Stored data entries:
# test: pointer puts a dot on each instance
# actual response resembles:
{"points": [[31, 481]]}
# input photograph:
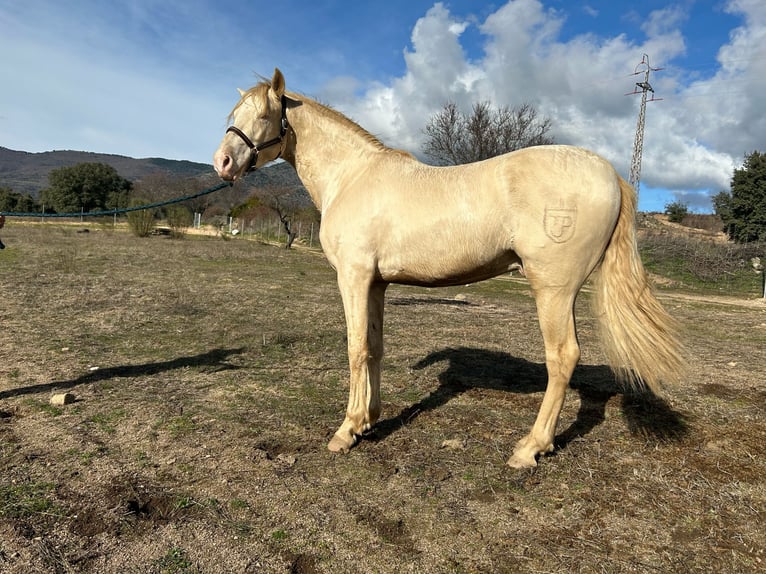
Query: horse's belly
{"points": [[432, 268]]}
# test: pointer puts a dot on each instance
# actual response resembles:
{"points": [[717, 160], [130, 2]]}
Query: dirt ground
{"points": [[209, 375]]}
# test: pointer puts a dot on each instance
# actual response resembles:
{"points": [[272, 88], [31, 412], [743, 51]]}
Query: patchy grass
{"points": [[198, 443]]}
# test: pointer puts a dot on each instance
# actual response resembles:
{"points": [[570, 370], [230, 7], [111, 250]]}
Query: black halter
{"points": [[254, 149]]}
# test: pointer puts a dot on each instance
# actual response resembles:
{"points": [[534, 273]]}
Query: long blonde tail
{"points": [[639, 337]]}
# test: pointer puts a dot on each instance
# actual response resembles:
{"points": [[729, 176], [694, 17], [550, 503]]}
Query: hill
{"points": [[27, 173]]}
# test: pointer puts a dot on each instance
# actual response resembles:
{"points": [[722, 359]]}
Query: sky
{"points": [[157, 78]]}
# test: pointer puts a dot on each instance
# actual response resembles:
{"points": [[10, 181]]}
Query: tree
{"points": [[289, 204], [86, 187], [676, 211], [743, 209], [455, 138], [11, 201]]}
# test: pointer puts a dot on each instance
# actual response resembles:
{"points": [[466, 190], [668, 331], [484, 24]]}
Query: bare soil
{"points": [[210, 374]]}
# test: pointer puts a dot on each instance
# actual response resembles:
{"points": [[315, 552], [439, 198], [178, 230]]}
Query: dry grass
{"points": [[210, 374]]}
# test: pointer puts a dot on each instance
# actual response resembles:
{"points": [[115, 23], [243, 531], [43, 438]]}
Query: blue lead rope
{"points": [[4, 214]]}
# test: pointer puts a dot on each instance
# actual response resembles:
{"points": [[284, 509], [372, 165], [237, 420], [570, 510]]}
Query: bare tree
{"points": [[454, 137]]}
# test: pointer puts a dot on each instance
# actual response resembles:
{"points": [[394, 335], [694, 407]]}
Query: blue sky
{"points": [[157, 78]]}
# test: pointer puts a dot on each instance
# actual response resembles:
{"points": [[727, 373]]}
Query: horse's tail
{"points": [[639, 337]]}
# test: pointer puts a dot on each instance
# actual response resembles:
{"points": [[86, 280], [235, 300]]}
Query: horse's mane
{"points": [[260, 89]]}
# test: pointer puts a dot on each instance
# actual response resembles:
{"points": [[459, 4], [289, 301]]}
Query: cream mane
{"points": [[260, 90]]}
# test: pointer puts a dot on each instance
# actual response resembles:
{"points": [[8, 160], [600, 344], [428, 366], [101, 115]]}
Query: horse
{"points": [[560, 214]]}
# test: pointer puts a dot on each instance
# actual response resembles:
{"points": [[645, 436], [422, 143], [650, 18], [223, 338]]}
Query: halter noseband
{"points": [[254, 149]]}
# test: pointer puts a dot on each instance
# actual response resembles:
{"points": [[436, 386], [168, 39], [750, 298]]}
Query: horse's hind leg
{"points": [[363, 305], [555, 308]]}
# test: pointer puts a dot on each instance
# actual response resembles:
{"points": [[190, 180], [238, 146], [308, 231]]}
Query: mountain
{"points": [[27, 173]]}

» **GIVEN PROBLEM**:
Write out the listing word for word, omitting the pictures it holds.

» **EXERCISE OUTPUT**:
# test: pointer puts a dot on each instance
# actual response resembles:
{"points": [[31, 481]]}
# input photograph:
Query: horse's belly
{"points": [[432, 268]]}
# test: pointer puts a dot on each instance
# actual response resembles:
{"points": [[717, 160], [130, 2]]}
Query: dirt ground
{"points": [[209, 375]]}
# test: pointer puts a dot on each instance
# actual response resembles:
{"points": [[272, 88], [31, 412], [743, 51]]}
Query: patchy grass
{"points": [[198, 443]]}
# test: pointer puts a dot on each instance
# actual response resembles:
{"points": [[570, 370], [230, 7], [111, 250]]}
Query: black halter
{"points": [[254, 149]]}
# test: pointer puts a dot on each instance
# actual response resembles:
{"points": [[534, 273]]}
Query: long blonde tail
{"points": [[639, 337]]}
# test: pointer puts a dot on each instance
# actual response resembles:
{"points": [[729, 176], [694, 17], [550, 503]]}
Query: hill
{"points": [[27, 173]]}
# test: pointer puts a dot on each instance
# actual response resembles:
{"points": [[722, 359]]}
Query: sky
{"points": [[157, 78]]}
# test: pointer puts a dot on each instance
# actual response resembles:
{"points": [[10, 181]]}
Query: tree
{"points": [[289, 204], [86, 187], [676, 211], [743, 209], [455, 138], [11, 201]]}
# test: pointer puts a dot on each instance
# actual response resembles:
{"points": [[466, 190], [668, 331], [484, 24]]}
Query: bare soil
{"points": [[210, 374]]}
# test: pointer puts a dot on each instance
# actual response resembles:
{"points": [[315, 552], [439, 198], [178, 230]]}
Query: dry grass
{"points": [[210, 374]]}
# test: pointer puts a dot on each instance
# actual response resembles:
{"points": [[115, 23], [243, 531], [43, 438]]}
Query: blue lead rope
{"points": [[4, 214]]}
# test: pointer puts a dot on each instance
# actual response resembles:
{"points": [[284, 509], [372, 165], [237, 420], [570, 510]]}
Query: bare tree
{"points": [[454, 137]]}
# test: pointer puts a dot on each instance
# actual response resembles:
{"points": [[394, 335], [694, 407]]}
Query: blue sky
{"points": [[157, 78]]}
# test: pointer puts a dot on each instance
# actual response resembles:
{"points": [[727, 373]]}
Query: horse's tail
{"points": [[639, 337]]}
# test: pointer puts a dot on each instance
# actual response resembles:
{"points": [[86, 280], [235, 300]]}
Query: horse's mane
{"points": [[260, 89]]}
# test: pointer puts a dot on each instance
# actual response resembles:
{"points": [[459, 4], [289, 301]]}
Query: cream mane
{"points": [[260, 90]]}
# test: pointer puts a dot on each instance
# actual response resembles:
{"points": [[8, 160], [600, 344], [428, 366], [101, 115]]}
Query: horse
{"points": [[560, 214]]}
# test: pointer puts a dot on each instance
# actual response resembles:
{"points": [[645, 436], [422, 143], [650, 18], [223, 338]]}
Query: halter noseband
{"points": [[254, 149]]}
# test: pointer puts a dot on each instance
# actual response resembles:
{"points": [[436, 386], [168, 39], [750, 298]]}
Query: horse's hind leg
{"points": [[363, 305], [555, 308]]}
# test: pointer puts a dot on each instance
# actual response resembles:
{"points": [[190, 180], [238, 146], [308, 231]]}
Query: mountain
{"points": [[27, 173]]}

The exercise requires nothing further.